:: WRITTEN INSTRUCTION ::
Pull out every line of the listing below word for word, leaving the pictures out of your answer.

[Point labeling listing]
•••••
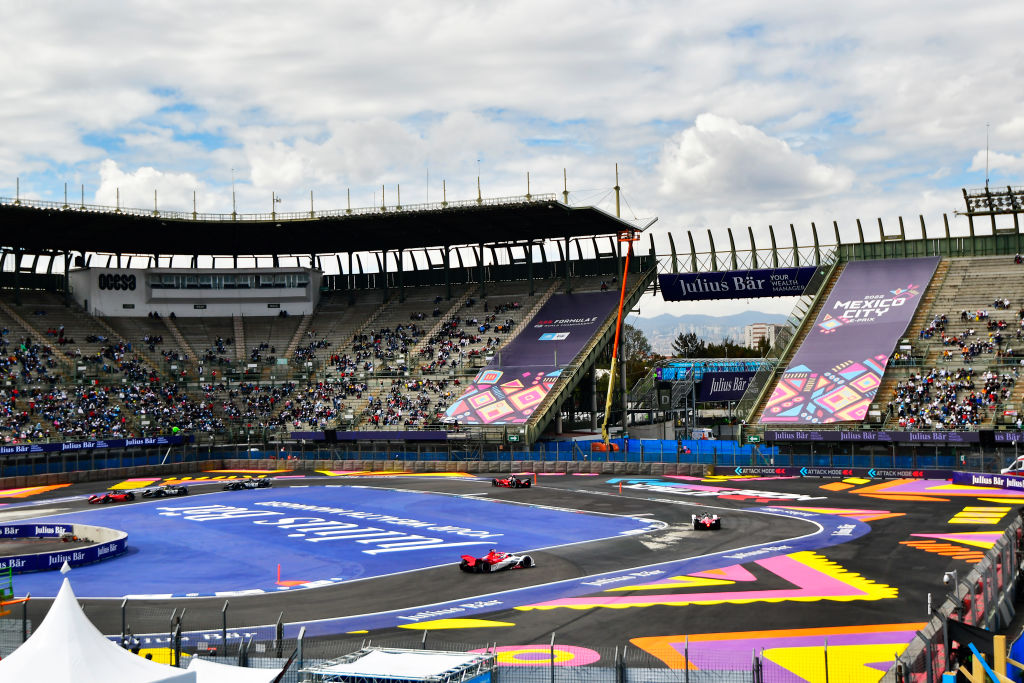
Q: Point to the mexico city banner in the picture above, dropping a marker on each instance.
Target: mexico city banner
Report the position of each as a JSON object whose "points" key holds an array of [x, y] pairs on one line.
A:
{"points": [[514, 383], [734, 284], [837, 371]]}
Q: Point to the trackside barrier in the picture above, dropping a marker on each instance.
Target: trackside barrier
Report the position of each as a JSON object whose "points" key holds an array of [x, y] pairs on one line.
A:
{"points": [[537, 663], [984, 598]]}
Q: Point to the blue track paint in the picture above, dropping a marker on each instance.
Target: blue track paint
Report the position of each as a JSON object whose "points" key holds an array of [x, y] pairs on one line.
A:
{"points": [[829, 530], [231, 542]]}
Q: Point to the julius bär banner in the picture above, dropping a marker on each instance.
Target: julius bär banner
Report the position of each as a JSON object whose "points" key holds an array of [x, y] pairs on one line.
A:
{"points": [[520, 376], [837, 371], [723, 386], [734, 284]]}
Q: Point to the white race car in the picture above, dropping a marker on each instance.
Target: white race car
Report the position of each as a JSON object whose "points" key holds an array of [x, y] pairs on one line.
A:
{"points": [[495, 561], [706, 520]]}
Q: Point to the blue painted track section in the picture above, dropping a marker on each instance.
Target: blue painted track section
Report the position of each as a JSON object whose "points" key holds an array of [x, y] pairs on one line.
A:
{"points": [[227, 543]]}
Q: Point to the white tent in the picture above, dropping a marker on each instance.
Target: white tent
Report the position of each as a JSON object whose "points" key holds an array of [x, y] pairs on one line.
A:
{"points": [[213, 672], [68, 647]]}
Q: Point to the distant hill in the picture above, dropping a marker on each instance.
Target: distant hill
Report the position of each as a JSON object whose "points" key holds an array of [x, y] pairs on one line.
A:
{"points": [[662, 330]]}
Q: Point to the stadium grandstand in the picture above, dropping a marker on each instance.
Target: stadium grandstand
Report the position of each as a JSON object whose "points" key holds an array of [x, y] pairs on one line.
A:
{"points": [[482, 327]]}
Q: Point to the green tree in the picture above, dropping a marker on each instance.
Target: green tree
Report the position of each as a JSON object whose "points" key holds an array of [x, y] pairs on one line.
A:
{"points": [[635, 345], [688, 345]]}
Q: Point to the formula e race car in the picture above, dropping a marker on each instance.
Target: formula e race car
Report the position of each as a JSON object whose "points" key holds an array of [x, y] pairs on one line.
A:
{"points": [[495, 561], [249, 482], [512, 482], [112, 497], [706, 520], [168, 491]]}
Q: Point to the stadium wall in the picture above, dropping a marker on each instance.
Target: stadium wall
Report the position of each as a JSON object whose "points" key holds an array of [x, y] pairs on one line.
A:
{"points": [[130, 293]]}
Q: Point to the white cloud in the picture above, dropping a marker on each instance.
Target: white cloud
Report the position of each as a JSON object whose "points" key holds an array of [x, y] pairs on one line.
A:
{"points": [[997, 161], [719, 116], [719, 161], [174, 190]]}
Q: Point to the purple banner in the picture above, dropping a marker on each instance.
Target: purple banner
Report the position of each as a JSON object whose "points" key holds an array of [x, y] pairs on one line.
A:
{"points": [[734, 284], [402, 435], [723, 386], [872, 435], [981, 479], [518, 378], [86, 445], [1000, 436], [838, 369]]}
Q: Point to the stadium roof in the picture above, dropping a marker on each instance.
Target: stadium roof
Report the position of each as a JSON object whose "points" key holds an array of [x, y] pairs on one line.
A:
{"points": [[47, 226]]}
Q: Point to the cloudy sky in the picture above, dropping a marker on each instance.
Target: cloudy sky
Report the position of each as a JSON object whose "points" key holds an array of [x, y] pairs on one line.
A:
{"points": [[719, 115]]}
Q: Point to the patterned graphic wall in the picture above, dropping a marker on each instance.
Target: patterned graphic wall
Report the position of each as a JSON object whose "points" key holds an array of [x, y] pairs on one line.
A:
{"points": [[837, 371], [515, 382]]}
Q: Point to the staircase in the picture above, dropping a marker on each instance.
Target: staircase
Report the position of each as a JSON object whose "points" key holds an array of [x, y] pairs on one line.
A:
{"points": [[293, 345], [180, 340], [136, 346], [240, 337], [798, 340], [928, 309], [69, 364]]}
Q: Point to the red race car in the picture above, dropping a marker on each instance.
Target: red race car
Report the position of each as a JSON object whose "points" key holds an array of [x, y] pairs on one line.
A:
{"points": [[512, 482], [113, 497], [706, 521], [495, 561]]}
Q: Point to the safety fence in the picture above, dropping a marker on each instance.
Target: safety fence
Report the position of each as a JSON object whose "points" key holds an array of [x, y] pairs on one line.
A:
{"points": [[984, 598], [265, 647]]}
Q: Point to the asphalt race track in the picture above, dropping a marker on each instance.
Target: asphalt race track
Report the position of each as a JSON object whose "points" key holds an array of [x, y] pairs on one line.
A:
{"points": [[617, 561]]}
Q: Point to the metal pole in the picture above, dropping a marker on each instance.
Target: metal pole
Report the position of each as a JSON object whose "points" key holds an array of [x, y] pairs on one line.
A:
{"points": [[826, 659], [280, 634], [686, 655], [223, 628], [552, 653]]}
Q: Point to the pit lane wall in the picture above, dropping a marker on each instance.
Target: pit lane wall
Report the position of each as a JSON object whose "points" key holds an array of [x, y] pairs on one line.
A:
{"points": [[836, 373], [108, 543]]}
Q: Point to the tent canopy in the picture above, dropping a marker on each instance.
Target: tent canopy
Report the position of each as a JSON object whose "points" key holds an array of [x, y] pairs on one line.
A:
{"points": [[213, 672], [67, 647]]}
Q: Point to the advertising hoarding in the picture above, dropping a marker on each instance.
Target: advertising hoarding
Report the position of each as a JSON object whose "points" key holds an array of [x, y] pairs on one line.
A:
{"points": [[734, 284], [837, 371], [514, 383]]}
•••••
:: FINISHED EXERCISE ::
Q: Point to the mexico city banner in the picture above, dropping a marker on each instance.
Target: mexico city banner
Report the position of each as a JSON object whose "points" key holds an array of [x, y] pairs on one line.
A:
{"points": [[514, 383], [734, 284], [837, 371]]}
Q: Point to the trackside barrier in the picture above, dropping a marker on each instance.
Target: trackside barrier
Report the position of each as a JSON object whose "points" key holds an array of [x, y] pairs on one line.
A:
{"points": [[537, 663], [984, 598]]}
Q: Point to the blue track paint in the picture above, dropping a marker on each instance.
Target: blue track paint
Report the position of each as a JSON object whose "points" key holds an array of [x, y] pairs on one line.
A:
{"points": [[829, 530], [231, 542]]}
Q: Point to the julius bär banner in the picture above, dropping a marker on each instance.
Target: julius bär banner
Report the position of each as a JSON object whose "points" key holds an array of [x, y] pairs on one line.
A:
{"points": [[520, 376], [837, 371], [723, 386], [734, 284]]}
Q: Point to the white race car in the picture above, dropping a marker on each instance.
Target: white race car
Report the position of each as a JSON object whose "points" key holds an array of [x, y] pairs on one line.
A:
{"points": [[495, 561], [706, 520]]}
Q: Point to the blue painted track section in the picture above, dropping a marker on each instance.
Target: blue painted track section
Report the position of each as a JSON object whose "points" key holds an array of [x, y] pairs on one line.
A:
{"points": [[227, 543]]}
Q: Point to the white tent in the picture above, dropping a marker on each instance.
Target: white tent
Report the position of each as a JSON object whose "points" key holds an array of [x, y] pairs on one line.
A:
{"points": [[213, 672], [68, 647]]}
Q: Point to the distant hill in the picture above, dropping a marker on each instance.
Target: distant hill
Report the position of each as a JSON object whose "points" key holds an array of [x, y] pairs on one line.
A:
{"points": [[662, 330]]}
Q: Point to the stadium grandstand in the picture above, dropping a marker on each instance.
Target: stadium grandstand
Report the position of each as a JSON object whose "points" key holds an array of [x, y] pairs on one line.
A:
{"points": [[482, 327]]}
Q: Point to the green tree in the picture above, dropping a marker on each instance.
Target: green tree
Report the position of each as a JSON object whose "points" key holds an array of [x, y] pairs on one line.
A:
{"points": [[635, 345], [688, 345]]}
Q: Point to the formula e race car in the picture above, dropping a marker on each instance.
Target: formula e race car
Report the position of each as a JSON object whose "points" key holds an array of [x, y] pairs on one line.
A:
{"points": [[495, 561], [249, 482], [512, 482], [112, 497], [706, 520], [168, 491]]}
Q: Point to the stadium wall in the picture above, dropping a marker on each instance.
Target: stadium wall
Report the position of each as a JSON object whose "points" key holds an array of [x, y] pairs on one line.
A:
{"points": [[130, 293]]}
Q: Point to the white cloud in the picture above, dropping a marker on each instance.
Target: white cloud
Report the position of each as a JSON object whose "points" key holds an array of [x, y] pairs on one line.
A:
{"points": [[997, 161], [719, 116], [719, 161], [174, 190]]}
Q: Point to the purple banner in the picture above, dropping a marker on each instance.
Target: purple banner
Report the position of each as a JSON object whose "points" key holds an array of [x, y] pairs on one line.
A:
{"points": [[734, 284], [402, 435], [723, 386], [872, 435], [981, 479], [518, 378], [86, 445], [1000, 436], [838, 369]]}
Q: Point to the stadium roof in the picture above, dropping a marker on each instance.
Target: stadium roof
Report the position of each as a JSON object whose "points" key holds an array of [x, y] pairs on one line.
A:
{"points": [[47, 226]]}
Q: Point to the cloudy sky in the picture above, dropping a marker on each instance.
Target: cloudy sky
Report the position of each as a JSON object whose "points" key holds an array of [x, y] pairs on one line.
A:
{"points": [[719, 115]]}
Q: Point to the patterned graphic wall in the picture above, dropping a marker on each instance.
Target: patterned graphic wall
Report the position of each as a JSON object whose "points" key holds an array of [x, y] pairs on one line.
A:
{"points": [[837, 371], [515, 382]]}
Q: Point to the staircase in the picture above, dropping a marker on each instance.
Target: staircase
Report the position of each as a JSON object whose "points" key holds an array of [x, y] pairs on one line.
A:
{"points": [[293, 345], [180, 340], [136, 346], [240, 337], [798, 340], [928, 309], [69, 364]]}
Q: Point to the red race car in the picture above, dropping a marker on each instance.
Target: red race car
Report the position of each as a JSON object whose "points" key holds an array of [x, y] pairs on one line.
A:
{"points": [[512, 482], [113, 497], [706, 521], [495, 561]]}
Q: Point to the safety fence in the picture above, dropping a marker on each instance.
Target: safety fence
Report the position of each as a JSON object whose "points" key holds an array of [x, y] pairs on one line.
A:
{"points": [[984, 598], [265, 647]]}
Q: Point to the asphalt race track in the picture above, dropping a marker on each instance.
Target: asphalt race track
Report the position of each as a JSON object whose "points" key holds an array of [x, y] pairs on one line.
A:
{"points": [[617, 561]]}
Q: Point to the metal pole in the picture above, dropping a marker on each instance.
Target: metal pole
Report the position of each as a JSON object whose "points" key holds an array of [x, y] pairs on one line.
A:
{"points": [[826, 659], [280, 634], [686, 655], [223, 628], [552, 653]]}
Q: Point to the pit lane wall in the picture above, dropping a marker on each instance.
Target: pit lane wall
Report the position of each as a JSON object whose "points" key holds an array of [x, y] pairs on one line.
A:
{"points": [[836, 373], [108, 543]]}
Q: Point to the tent canopy in the picture above, dropping a marker on each instance.
Target: tent canopy
Report the position of each as a JSON object whose "points" key holds an array of [x, y] pairs on one line.
A:
{"points": [[213, 672], [67, 647]]}
Q: Point to the advertising hoarding in the picture above, dropping a marker on each instance.
Target: advertising hoarding
Report the position of each as a JSON object whose "points" key holds an array of [x, y] pairs on one line.
A:
{"points": [[734, 284], [837, 371], [514, 383]]}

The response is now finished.